[Brief] Set down the full data below exactly as given, please.

[Available data]
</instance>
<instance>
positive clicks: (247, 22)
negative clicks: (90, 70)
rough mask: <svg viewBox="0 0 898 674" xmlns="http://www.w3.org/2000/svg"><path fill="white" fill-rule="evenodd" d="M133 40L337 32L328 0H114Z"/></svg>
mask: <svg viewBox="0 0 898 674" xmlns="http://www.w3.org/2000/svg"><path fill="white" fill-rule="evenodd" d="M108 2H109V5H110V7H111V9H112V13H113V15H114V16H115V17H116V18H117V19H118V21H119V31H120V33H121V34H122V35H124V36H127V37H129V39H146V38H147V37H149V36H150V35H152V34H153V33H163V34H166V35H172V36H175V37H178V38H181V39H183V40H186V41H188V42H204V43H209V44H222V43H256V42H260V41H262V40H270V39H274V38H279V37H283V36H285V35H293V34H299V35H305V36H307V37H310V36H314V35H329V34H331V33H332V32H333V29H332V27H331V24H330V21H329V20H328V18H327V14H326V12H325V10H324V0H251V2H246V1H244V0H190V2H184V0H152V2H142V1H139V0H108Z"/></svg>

[Your solution]
</instance>
<instance>
positive clicks: (247, 22)
negative clicks: (90, 70)
rough mask: <svg viewBox="0 0 898 674" xmlns="http://www.w3.org/2000/svg"><path fill="white" fill-rule="evenodd" d="M133 40L337 32L328 0H114Z"/></svg>
mask: <svg viewBox="0 0 898 674" xmlns="http://www.w3.org/2000/svg"><path fill="white" fill-rule="evenodd" d="M108 2H109V5H110V7H111V9H112V13H113V15H114V16H115V17H116V18H117V19H118V21H119V31H120V33H121V34H122V35H124V36H127V37H129V39H146V38H147V37H149V36H150V35H152V34H153V33H163V34H166V35H172V36H175V37H178V38H181V39H183V40H186V41H188V42H204V43H209V44H222V43H256V42H260V41H262V40H270V39H274V38H279V37H283V36H285V35H293V34H299V35H305V36H307V37H310V36H314V35H329V34H331V33H332V32H333V29H332V27H331V24H330V21H329V20H328V18H327V14H326V12H325V10H324V0H251V2H246V1H244V0H190V2H184V0H152V2H142V1H139V0H108Z"/></svg>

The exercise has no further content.